• WRITTEN TASK
Could you reproduce the listing below word for word, leaving nothing out?

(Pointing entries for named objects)
>> BEGIN

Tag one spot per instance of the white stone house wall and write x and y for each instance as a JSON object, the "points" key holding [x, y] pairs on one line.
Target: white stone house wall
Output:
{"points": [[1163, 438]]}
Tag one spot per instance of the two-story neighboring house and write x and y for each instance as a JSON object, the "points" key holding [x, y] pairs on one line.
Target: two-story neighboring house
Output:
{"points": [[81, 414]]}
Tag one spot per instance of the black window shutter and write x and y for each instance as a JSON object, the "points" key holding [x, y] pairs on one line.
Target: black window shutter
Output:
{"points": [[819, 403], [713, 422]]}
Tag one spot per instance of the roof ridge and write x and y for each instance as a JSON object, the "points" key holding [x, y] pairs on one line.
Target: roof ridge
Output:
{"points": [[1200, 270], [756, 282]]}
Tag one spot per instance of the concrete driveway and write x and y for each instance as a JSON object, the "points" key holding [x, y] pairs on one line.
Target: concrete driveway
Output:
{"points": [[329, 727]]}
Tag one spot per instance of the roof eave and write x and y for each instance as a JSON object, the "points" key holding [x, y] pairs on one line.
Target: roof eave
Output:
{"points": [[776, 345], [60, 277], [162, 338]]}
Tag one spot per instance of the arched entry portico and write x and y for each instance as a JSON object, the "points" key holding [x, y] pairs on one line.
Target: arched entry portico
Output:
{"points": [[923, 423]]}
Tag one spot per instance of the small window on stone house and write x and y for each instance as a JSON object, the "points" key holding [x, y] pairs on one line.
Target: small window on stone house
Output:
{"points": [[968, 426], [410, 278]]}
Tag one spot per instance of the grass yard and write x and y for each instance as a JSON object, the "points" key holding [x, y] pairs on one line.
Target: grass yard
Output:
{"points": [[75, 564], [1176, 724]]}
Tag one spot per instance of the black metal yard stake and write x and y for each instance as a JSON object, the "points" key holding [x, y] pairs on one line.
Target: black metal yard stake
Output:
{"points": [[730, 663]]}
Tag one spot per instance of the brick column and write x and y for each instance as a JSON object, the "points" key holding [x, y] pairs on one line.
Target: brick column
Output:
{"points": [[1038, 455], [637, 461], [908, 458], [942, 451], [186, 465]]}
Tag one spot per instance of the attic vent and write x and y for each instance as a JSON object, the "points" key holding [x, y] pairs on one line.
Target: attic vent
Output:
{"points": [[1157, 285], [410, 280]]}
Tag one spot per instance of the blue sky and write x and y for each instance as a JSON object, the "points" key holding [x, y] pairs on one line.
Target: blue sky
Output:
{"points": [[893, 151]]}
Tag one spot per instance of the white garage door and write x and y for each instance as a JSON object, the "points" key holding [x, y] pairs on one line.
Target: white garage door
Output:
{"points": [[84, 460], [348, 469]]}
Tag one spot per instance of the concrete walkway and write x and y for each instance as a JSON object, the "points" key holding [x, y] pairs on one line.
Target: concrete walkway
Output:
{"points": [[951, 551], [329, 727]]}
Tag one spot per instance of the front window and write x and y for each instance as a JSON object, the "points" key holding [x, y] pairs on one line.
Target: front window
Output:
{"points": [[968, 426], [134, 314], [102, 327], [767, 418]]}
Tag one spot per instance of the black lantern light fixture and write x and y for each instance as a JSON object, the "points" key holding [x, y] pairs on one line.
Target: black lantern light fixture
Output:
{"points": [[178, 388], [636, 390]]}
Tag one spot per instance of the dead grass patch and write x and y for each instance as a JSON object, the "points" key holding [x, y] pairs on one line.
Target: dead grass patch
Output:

>> END

• EXERCISE RESPONSE
Tag one spot per instance of the white stone house wall and write x and y for each instance as a JSON object, the "points" key holding [x, y] pairs on one line.
Target: white stone house wall
Output:
{"points": [[1163, 438]]}
Tag one spot per instance of the two-story neighboring house and write x and y for each instance as a JSON object, the "points" key holding [x, y] pairs on one line.
Target: two-story neighboring house
Output:
{"points": [[81, 414]]}
Tag one spot per instance of the black window shutter and write x and y for each instance as a JSON object, the "points" key holding [x, y] pairs on one line.
Target: black window shutter
Output:
{"points": [[819, 403], [713, 422]]}
Tag one spot per instance of the roof ridge and write x and y for each instance as a JSON object, the "points" key holding [x, y] pairs on one line.
Target: roof ridge
Output:
{"points": [[1200, 270], [756, 282]]}
Tag one spot per instance of the concrete driveway and write x and y for each instance as a JSON object, the "points" key holding [x, y] pairs on one line.
Target: concrete driveway
Output:
{"points": [[329, 727]]}
Tag one spot per instance of the roof eave and write x and y for each instance as a JSON object, the "points" key holding [x, y] pairs on one line.
Target: roof eave
Output:
{"points": [[776, 345], [60, 277], [162, 338]]}
Tag one spot per instance of the arched entry portico and write x and y for each instance as a JSON object, the "points" key holding [x, y] pairs on one line.
Target: arched entry portico
Output:
{"points": [[923, 423]]}
Tag one spot per instance of the small window on stone house and write x and y for each instance as a JSON object, the "points" key holding [x, y] pairs on one line.
Target: small window on stone house
Output:
{"points": [[968, 426], [410, 278]]}
Tag one spot per instance of the grass yard and write x and y for each instance as a JSON object, the "points" key holding [x, y] pairs on one line.
Target: grass yard
Output:
{"points": [[75, 564], [1176, 724]]}
Tag one spot per instance of the black metal yard stake and write x and y for each instance as a JSON object, the "points" key holding [x, y] pairs on one line.
Target: black metal yard stake
Output:
{"points": [[730, 663]]}
Tag one spot per instance of the brick column and write x and y for each instance as a JSON object, the "points" key holding [x, y] pairs on one line.
Target: brick column
Output:
{"points": [[1038, 455], [637, 461], [908, 458], [942, 451], [186, 465]]}
Tag one spot per instance of the attic vent and write x and y for each instance as a JSON object, the "points" key holding [x, y] pairs on one line.
Target: attic vent
Output:
{"points": [[1157, 285], [410, 280]]}
Tag one spot per instance of the blue sky and write x and y for each instance as a JSON object, the "points" key holding [x, y] pairs on one line.
Target: blue sky
Output:
{"points": [[893, 151]]}
Tag one spot per instance of the white garage door and write x and y for each instance as a JSON object, the "points" key holding [x, y] pairs on one line.
Target: white garage door
Output:
{"points": [[84, 460], [348, 469]]}
Tag one spot per instance of the concrete walkway and write x and y for each instance as a JSON object, the "points" key holding [x, y] pairs on one line.
Target: concrete walkway
Output:
{"points": [[951, 551], [329, 727]]}
Tag one spot per instance of the front window and write x and y for each instance as a JSON object, the "points" key holding [x, y] pairs on one line.
Target: front window
Output:
{"points": [[968, 426], [134, 314], [102, 327], [767, 418]]}
Tag one spot per instance of the black lantern light fixture and write x and y for each instance as a JSON object, the "points" key holding [x, y] pairs on one line.
Target: black lantern light fixture
Output:
{"points": [[178, 388], [636, 390]]}
Tag one spot per instance of the dead grass patch and write x and y for each instance as a JSON object, the "points" key holding [x, y] pairs on one line.
Target: dead grass patch
Output:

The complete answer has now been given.